Rewrite the items below with every occurrence of "outline" swapped for "contour" and everything else unchanged, omitting the pictures from your answer.
# # #
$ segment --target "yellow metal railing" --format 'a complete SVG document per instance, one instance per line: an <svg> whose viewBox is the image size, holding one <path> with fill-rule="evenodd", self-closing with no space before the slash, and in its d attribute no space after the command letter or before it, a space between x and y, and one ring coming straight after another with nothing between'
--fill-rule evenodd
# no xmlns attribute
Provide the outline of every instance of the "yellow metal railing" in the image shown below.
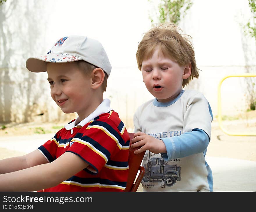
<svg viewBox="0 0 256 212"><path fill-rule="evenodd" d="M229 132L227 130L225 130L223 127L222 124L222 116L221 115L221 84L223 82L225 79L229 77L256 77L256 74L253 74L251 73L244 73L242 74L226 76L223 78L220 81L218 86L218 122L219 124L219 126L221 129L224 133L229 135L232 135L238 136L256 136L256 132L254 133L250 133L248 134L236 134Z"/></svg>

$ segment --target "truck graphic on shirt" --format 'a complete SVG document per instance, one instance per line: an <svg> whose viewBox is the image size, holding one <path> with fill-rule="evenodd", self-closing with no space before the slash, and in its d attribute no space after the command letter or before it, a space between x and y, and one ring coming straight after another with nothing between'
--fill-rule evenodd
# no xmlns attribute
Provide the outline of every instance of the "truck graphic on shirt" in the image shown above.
# # #
§ Result
$ segment --target "yellow metal railing" --format 'a complete SVG document per instance, one instance per line: an <svg> whose viewBox is the image size, holding one <path> with fill-rule="evenodd", self-closing with no space before the slash, and in its d attribute no space after the command letter or before it, a space between x and y, and one ring coming straight after another with nothing between'
--fill-rule evenodd
# no xmlns attribute
Provide the contour of every instance of the "yellow metal railing" in the image shown below.
<svg viewBox="0 0 256 212"><path fill-rule="evenodd" d="M229 132L227 130L225 130L223 127L222 124L222 116L221 115L221 84L223 82L225 79L229 77L256 77L256 74L253 74L251 73L244 73L242 74L226 76L223 78L220 81L218 86L218 122L219 124L219 126L221 129L224 133L229 135L232 135L238 136L256 136L256 132L254 133L250 133L248 134L236 134Z"/></svg>

$ segment --target "truck graphic on shirt" --format 'a complete SVG document per instance, one instance per line: an <svg> whose viewBox is the image size, holding one <path> with fill-rule="evenodd", self-closing with no space before the slash, and in its d attribute no space after the command letter or before it, a space between x and y, and one ring coming straight after another with nothing between'
--fill-rule evenodd
# no xmlns attribute
Provide the contour of every instance of the "truck graphic on shirt" in the image shown above.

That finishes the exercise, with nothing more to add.